| Given passage |

= = = =

LF: Do you believe that there is a flamenco guitar with the “supreme” flamenco sound?

JMG: I think that that is very relative because everyone sees it in a different way. I hear flamenco with and Andalusian sound. I hear the sound of a flamenco guitar differently that people from other parts of Spain. I think that there is something that makes the Andalusian guitar different, it has a more Andalusian sound. I think there is something that distinguishes the Andalusian guitar. It’s quite difficult to explain.

LF: All this is basically your own opinions and experiences.

JMG: Yes, of course. I can only speak of my own personal experiences. I see flamenco from an Andalusian point of view.
























LF: Have you worked with guitarists that have been honest in telling you what they think of your guitars?

JMG: Yes. Remember, the guitarists that are playing with my guitars are my friends. We have developed a relationship through the guitar. We’ve developed sincerity, a mutual respect. If the artist is not honest with the luthier, there is nothing.  The objective here is to try to make a better instrument for the artist, not the luthier. Of course I would like to be satisfied but in the end it is the guitarist that will be walking on stage with the guitar and spending long hours practicing a preparing for his future. He has to find himself comfortable and satisfied with the instrument.

= = = =

[Image point grounding data]
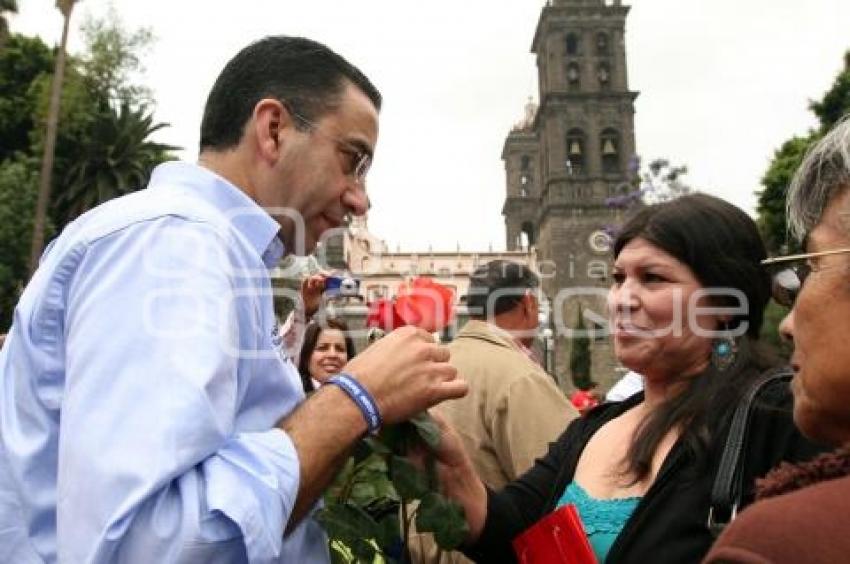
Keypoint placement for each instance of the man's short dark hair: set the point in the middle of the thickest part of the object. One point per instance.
(305, 74)
(497, 287)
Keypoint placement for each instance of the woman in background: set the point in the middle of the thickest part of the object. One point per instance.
(326, 349)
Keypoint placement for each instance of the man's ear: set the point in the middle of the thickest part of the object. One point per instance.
(268, 123)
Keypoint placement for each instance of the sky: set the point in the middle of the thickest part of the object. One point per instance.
(722, 84)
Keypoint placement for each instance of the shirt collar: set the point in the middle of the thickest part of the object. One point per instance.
(244, 214)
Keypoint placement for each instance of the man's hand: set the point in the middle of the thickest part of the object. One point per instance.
(407, 372)
(312, 289)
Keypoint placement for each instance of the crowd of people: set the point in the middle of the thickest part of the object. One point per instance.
(149, 411)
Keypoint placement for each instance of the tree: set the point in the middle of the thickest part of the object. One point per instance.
(6, 6)
(18, 191)
(771, 200)
(25, 63)
(580, 354)
(117, 160)
(102, 149)
(45, 177)
(113, 56)
(771, 203)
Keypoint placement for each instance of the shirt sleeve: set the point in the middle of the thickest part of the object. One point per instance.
(533, 414)
(151, 465)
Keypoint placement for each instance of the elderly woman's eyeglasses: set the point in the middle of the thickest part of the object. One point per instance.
(790, 272)
(359, 159)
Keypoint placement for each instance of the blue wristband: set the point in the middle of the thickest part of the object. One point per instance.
(361, 398)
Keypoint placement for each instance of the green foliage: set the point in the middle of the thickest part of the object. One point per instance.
(379, 482)
(771, 201)
(24, 61)
(112, 58)
(836, 102)
(18, 192)
(580, 355)
(103, 148)
(117, 159)
(445, 518)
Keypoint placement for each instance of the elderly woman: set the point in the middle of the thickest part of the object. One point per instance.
(805, 514)
(686, 308)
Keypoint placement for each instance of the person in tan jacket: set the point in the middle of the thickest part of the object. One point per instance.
(513, 409)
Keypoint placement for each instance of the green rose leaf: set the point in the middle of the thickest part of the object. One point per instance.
(444, 518)
(364, 551)
(390, 530)
(409, 481)
(427, 429)
(347, 522)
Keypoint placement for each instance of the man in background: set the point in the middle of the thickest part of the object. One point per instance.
(513, 409)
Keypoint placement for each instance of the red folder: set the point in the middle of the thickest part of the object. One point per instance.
(558, 538)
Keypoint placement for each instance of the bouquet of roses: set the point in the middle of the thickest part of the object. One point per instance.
(379, 494)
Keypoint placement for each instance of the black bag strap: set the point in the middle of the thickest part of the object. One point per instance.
(726, 493)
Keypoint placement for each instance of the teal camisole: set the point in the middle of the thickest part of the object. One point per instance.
(603, 519)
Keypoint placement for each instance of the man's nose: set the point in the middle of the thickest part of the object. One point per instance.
(356, 200)
(786, 327)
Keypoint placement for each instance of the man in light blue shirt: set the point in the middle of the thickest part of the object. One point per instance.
(145, 412)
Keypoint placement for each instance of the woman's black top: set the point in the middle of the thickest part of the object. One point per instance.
(669, 523)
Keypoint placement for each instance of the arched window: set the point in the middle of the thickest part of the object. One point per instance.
(602, 43)
(573, 76)
(575, 162)
(527, 235)
(603, 74)
(609, 141)
(572, 44)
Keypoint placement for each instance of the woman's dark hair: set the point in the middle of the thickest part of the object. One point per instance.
(311, 337)
(722, 247)
(305, 74)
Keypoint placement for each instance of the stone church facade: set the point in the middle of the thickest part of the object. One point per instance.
(564, 159)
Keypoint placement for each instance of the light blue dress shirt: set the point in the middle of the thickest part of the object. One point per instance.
(141, 383)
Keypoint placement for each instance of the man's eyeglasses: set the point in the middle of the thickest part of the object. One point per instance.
(787, 281)
(359, 159)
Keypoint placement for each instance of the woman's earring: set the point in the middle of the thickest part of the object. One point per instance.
(724, 350)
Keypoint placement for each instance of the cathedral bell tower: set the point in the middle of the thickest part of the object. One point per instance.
(566, 159)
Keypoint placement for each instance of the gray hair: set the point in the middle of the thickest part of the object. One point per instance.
(824, 174)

= = = =

| Work request A |
Using the flamenco guitar interview, decide whether each statement agrees with it: (i) JMG says he can only speak of his own personal experiences; (ii) JMG says the objective is to make a better instrument for the luthier; (iii) JMG finds it easy to explain what distinguishes the Andalusian guitar. Answer yes or no for each and quote the words that decide it.
| Work request B |
Reproduce word for word the part of the flamenco guitar interview starting at "JMG: I think" and ending at "opinions and experiences.".

| Written solution A |
(i) Yes: "I can only speak of my own personal experiences."
(ii) No: "The objective here is to try to make a better instrument for the artist, not the luthier."
(iii) No: "It’s quite difficult to explain."

| Written solution B |
JMG: I think that that is very relative because everyone sees it in a different way. I hear flamenco with and Andalusian sound. I hear the sound of a flamenco guitar differently that people from other parts of Spain. I think that there is something that makes the Andalusian guitar different, it has a more Andalusian sound. I think there is something that distinguishes the Andalusian guitar. It’s quite difficult to explain.

LF: All this is basically your own opinions and experiences.